_Задание_.
Продолжите приведенный ниже текст о чествовании Бунина в Стокгольме, начав сразу после его последнего предложения.

_Текст_.
━━━━━━━━
Жизнь Бунина. 1870 - 1906. Беседы с памятью
Через несколько дней в «Нувель Литерэр» появилась довольно ехидная заметка: Бунин, дескать, проявил исключительное благородство и решил разделить свою премию с другим большим русским писателем Д. С. Мережковским.
Вырезку эту я показал Бунину, вызвав у него нечто вроде легкого апоплексического удара:
— С какой стати? Ни за что!
Все же я спросил, откуда пошел слух о разделе? И Бунин рассказал, что к нему явился как-то Мережковский и сделал странное предложение: составить у нотариуса договор на случай получения одним из них Нобелевской премии. Тот, кому премию присудят, заплатит другому 200000 франков.
— Я, конечно, наотрез отказался. Глупо делить шкуру неубитого медведя. Да и не нужно мне денег Мережковского!»
«Отъезд в Стокгольм был назначен на 3 декабря, но предстояло еще решить один важный вопрос: кто же будет сопровождать лауреата? Долго обсуждали, колебались. В конце концов, поехали: Бунин с Верой Николаевной, Г. Н. Кузнецова и я, в качестве личного секретаря и корреспондента нескольких газет».
«Должен сказать, что успех Бунина в Стокгольме был настоящий. Иван Алексеевич, когда хотел, умел привлекать к себе сердца людей, знал, как очаровывать, и держал себя с большим достоинством. А Вера Николаевна сочетала в себе подлинную красоту с большой и естественной приветливостью. Десятки людей говорили мне в Стокгольме, что ни один нобелевский лауреат не пользовался таким личным и заслуженным успехом, как Бунин.
Но это имело и оборотную сторону медали. Программа чествованья писателя разрослась необычайно. Приемы следовали один за другим, и были дни, когда с одного обеда приходилось ехать на другой. Особенно запомнился вечер св. Люции. Когда Бунин вошел в зал под звуки туша, тысячи людей поднялись с мест и разразились бурей аплодисментов. Бунин двинулся вперед, по проходу,— овация ширилась, росла. Он остановился и начал кланяться ставшими знаменитыми в Стокгольме «бунинскими» поклонами. Потом выпрямился, поднял руки, приветствуя гремевший, восторженный зал. А навстречу к нему уже шла святая Люция, разгоняющая мрак северной ночи, белокурая красавица с короной из зажженных семи свечей на голове. Дети в белых хитонах несли впереди трогательные бумажные звезды, и оркестр играл Санта Лючию... Но вот как-то совсем незаметно наступил и день торжества вручения Нобелевской премии, происходящего каждый год 10 декабря, в годовщину смерти Альфреда Нобеля.
━━━━━━━━
(Строки с указанием объектов на фотографиях)

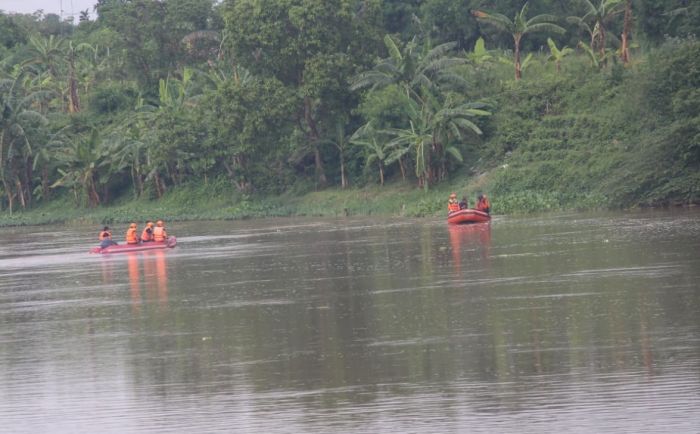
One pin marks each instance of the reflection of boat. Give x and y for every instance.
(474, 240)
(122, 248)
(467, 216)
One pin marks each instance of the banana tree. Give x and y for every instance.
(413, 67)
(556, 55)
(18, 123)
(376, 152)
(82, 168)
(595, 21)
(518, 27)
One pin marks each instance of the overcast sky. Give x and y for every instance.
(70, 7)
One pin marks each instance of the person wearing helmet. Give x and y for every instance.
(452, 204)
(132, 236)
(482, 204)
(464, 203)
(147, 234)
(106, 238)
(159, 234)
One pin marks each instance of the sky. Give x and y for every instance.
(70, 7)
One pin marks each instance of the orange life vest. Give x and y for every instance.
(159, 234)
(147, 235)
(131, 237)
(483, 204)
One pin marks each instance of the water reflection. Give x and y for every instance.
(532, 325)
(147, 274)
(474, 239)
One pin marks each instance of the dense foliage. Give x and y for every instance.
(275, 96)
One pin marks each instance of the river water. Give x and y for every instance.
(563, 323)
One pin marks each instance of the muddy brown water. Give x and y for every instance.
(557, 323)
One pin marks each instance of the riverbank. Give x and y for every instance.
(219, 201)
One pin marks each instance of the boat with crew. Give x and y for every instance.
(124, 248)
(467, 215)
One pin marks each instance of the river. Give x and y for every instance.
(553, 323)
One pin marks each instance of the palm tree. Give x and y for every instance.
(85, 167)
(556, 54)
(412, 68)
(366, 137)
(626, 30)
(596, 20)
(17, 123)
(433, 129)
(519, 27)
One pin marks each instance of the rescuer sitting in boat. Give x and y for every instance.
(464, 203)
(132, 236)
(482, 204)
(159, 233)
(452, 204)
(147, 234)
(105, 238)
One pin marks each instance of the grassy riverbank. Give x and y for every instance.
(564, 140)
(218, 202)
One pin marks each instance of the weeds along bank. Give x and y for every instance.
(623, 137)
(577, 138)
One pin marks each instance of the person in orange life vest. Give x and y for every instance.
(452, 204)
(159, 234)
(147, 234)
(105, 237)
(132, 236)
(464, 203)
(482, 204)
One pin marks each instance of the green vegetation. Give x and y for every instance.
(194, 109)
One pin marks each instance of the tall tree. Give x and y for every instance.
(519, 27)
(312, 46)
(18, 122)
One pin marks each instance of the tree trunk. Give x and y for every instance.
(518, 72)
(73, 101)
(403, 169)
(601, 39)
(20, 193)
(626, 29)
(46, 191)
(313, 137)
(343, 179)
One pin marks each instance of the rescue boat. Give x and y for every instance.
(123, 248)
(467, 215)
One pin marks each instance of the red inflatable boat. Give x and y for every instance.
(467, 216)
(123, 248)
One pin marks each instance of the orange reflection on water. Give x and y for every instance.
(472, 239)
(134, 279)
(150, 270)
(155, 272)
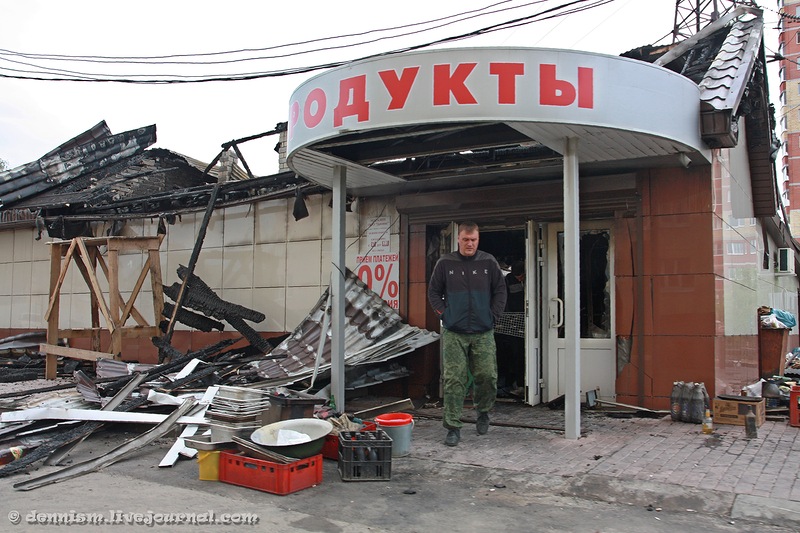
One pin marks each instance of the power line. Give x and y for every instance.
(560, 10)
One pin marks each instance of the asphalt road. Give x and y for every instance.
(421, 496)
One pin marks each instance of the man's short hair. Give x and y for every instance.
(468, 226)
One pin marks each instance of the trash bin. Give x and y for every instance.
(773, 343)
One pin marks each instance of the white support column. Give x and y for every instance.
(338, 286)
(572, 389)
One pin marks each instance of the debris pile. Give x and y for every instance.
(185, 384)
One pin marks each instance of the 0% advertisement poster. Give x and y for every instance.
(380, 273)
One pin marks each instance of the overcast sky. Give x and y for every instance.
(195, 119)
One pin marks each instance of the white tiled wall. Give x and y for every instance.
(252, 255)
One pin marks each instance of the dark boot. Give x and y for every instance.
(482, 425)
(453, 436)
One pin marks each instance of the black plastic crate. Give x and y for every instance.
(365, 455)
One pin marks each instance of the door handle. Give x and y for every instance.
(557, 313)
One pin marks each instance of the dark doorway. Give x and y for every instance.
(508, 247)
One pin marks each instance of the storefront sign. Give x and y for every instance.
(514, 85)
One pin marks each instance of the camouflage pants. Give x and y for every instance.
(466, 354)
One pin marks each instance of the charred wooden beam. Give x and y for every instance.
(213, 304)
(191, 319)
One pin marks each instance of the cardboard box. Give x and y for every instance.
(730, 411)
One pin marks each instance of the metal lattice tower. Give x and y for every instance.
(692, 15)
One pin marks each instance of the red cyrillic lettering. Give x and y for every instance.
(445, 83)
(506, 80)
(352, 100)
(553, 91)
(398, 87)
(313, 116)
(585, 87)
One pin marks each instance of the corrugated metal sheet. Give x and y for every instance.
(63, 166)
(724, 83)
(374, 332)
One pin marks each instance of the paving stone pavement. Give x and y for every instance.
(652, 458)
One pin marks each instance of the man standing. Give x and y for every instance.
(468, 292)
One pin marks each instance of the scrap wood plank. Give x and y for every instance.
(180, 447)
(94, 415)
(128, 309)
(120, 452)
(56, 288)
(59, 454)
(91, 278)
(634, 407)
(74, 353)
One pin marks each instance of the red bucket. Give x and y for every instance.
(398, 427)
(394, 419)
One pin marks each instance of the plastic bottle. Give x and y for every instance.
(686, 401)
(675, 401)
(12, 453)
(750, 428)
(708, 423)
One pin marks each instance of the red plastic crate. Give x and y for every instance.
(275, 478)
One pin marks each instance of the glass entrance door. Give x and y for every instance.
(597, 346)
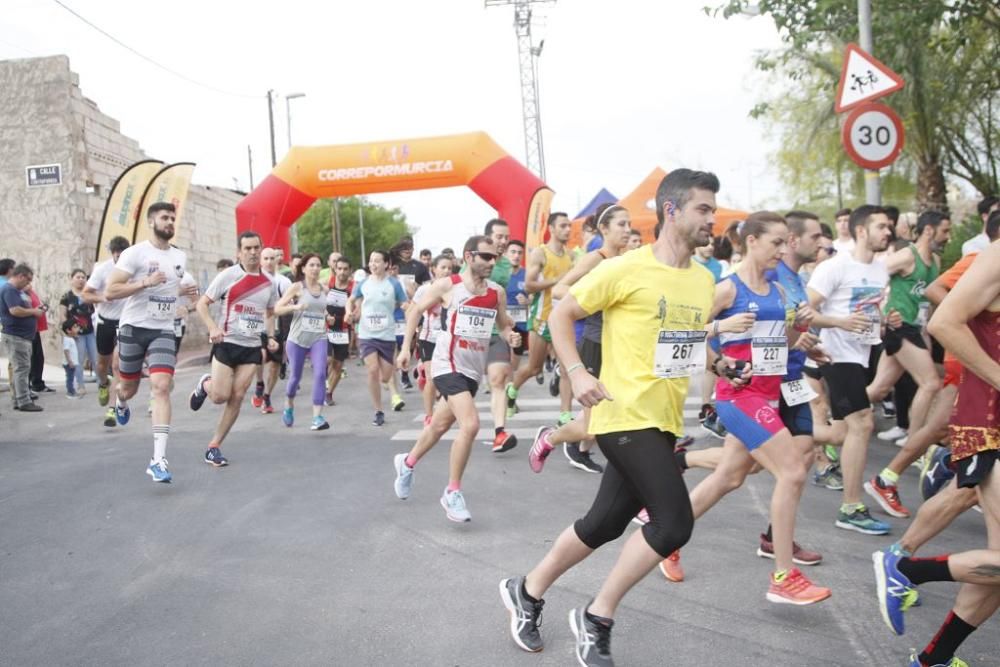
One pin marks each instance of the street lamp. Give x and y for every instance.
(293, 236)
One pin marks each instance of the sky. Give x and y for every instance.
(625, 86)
━━━━━━━━
_Результат выполнения_.
В концертный зал надо было приехать не позже четырех часов пятидесяти минут дня, — шведы никогда не опаздывают, но и слишком рано приезжать тоже не полагается. Помню, как мы поднимались по монументальной лестнице при красноватом, неровном свете дымных факелов, зажженных на перроне. Зал в это время был уже переполнен, — мужчины во фраках, при орденах, дамы в вечерних туалетах... За несколько минут до начала церемонии, на эстраде, убранной цветами и задрапированной флагами, заняли места члены Шведской Академии. По другой стороне эстрады стояли четыре кресла, заготовленные для лауреатов. Ровно в пять с хоров грянули фанфары... Помню поклон Бунина, пре-{15}исполненный великолепия, рукопожатие короля и красную сафьяновую папку, которую Густав V вручил Ивану Алексеевичу вместе с золотой нобелевской медалью... Дальше произошел комический эпизод. После церемонии Бунин передал мне медаль, которую я тотчас же уронил и которая покатилась через всю сцену, и сафьяновую папку. Была давка, какие-то люди пожимали руки, здоровались, я положил папку на стул и потом забыл о ней, пока Иван Алексеевич не спросил:
— А что вы сделали с чеком, дорогой мой?
— С каким чеком? — невинно спросил я.
— Да с этой самой премией? Чек, что лежал в папке.
Тут только понял я, в чем дело... Но папка по-прежнему лежала на стуле, где я ее легкомысленно оставил, никто к ней не прикоснулся, и чек был на месте... Сколько мы потом смеялись, вспоминая этот эпизод, и с каким неподражаемым видом Иван Алексеевич вздыхал:
— И послал же мне Господь секретаря!»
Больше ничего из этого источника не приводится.